- Exercise brief -
Starting with the line containing "Target: stone pedestal" and continuing through the end of the data, reproduce every line unchanged, except that each point coordinate in the answers is shifted by adding 36 to both its x and its y value.

# start of Dataset extract

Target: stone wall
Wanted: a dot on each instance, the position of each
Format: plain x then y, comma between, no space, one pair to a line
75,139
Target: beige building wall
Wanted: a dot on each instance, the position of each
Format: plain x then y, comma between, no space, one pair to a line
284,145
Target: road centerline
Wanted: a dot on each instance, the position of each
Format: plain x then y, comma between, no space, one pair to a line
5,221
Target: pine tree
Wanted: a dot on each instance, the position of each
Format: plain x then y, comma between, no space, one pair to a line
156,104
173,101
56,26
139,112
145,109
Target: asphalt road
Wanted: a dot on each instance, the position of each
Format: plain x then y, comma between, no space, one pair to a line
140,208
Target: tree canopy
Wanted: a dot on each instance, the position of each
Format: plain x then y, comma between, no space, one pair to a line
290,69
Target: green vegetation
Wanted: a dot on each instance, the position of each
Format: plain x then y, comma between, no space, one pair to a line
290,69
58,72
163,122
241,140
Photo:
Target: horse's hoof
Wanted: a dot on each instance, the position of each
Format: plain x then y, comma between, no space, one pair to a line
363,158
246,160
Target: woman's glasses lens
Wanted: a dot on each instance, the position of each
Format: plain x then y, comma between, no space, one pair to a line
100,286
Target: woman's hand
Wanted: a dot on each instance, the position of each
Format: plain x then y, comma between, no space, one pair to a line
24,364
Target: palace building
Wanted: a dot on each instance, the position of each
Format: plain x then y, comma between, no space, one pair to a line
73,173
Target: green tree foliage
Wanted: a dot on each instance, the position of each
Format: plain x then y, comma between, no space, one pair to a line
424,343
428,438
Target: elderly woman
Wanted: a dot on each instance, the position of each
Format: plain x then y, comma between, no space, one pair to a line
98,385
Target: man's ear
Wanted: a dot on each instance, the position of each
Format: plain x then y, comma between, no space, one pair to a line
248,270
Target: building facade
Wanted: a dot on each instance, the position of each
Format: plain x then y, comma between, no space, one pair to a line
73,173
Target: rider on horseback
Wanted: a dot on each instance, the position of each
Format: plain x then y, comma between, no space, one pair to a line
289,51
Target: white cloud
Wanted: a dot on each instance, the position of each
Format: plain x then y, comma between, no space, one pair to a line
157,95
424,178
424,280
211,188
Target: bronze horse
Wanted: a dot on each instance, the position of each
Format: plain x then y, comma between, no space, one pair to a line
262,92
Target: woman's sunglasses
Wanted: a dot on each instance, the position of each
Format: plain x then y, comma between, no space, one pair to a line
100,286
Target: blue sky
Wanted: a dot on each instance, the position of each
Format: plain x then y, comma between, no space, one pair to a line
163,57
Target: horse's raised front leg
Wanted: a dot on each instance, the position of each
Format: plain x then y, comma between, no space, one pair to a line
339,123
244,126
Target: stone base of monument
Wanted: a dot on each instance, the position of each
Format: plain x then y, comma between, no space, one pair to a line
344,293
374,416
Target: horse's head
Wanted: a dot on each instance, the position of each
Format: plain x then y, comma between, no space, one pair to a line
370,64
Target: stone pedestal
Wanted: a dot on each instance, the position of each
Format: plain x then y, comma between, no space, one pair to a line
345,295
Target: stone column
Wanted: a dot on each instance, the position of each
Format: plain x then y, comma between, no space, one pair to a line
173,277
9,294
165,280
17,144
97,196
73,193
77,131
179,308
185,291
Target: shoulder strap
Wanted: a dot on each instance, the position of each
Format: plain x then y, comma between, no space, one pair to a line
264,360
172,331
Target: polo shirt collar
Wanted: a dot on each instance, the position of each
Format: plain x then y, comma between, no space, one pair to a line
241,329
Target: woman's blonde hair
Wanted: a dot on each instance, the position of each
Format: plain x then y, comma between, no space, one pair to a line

# end of Dataset extract

- Exercise result -
Target: stone pedestal
Wanted: a dot on each instance, the position of each
Format: plain x then y, comma between, no space, one pair to a line
381,331
Target: stone column
Wanted: a dot on each instance, the position of each
Format: plain x then y, comma between, no space, one pair to a line
209,313
45,330
201,316
53,180
133,232
109,229
113,167
215,344
221,327
Target: shoulder strap
Wanted: a dot on each instance, the position of each
Format: plain x then y, comma between, no space, one pair to a line
300,396
208,367
Target: polo shirt collar
Wanted: a dot on each instance, the position of each
Format: plain x then y, comma between, no space, one pair to a line
277,365
Target: woman's blonde hair
Wanted: a dot on each instance, the position of each
Format: plain x then y, comma between, no space, one pair to a line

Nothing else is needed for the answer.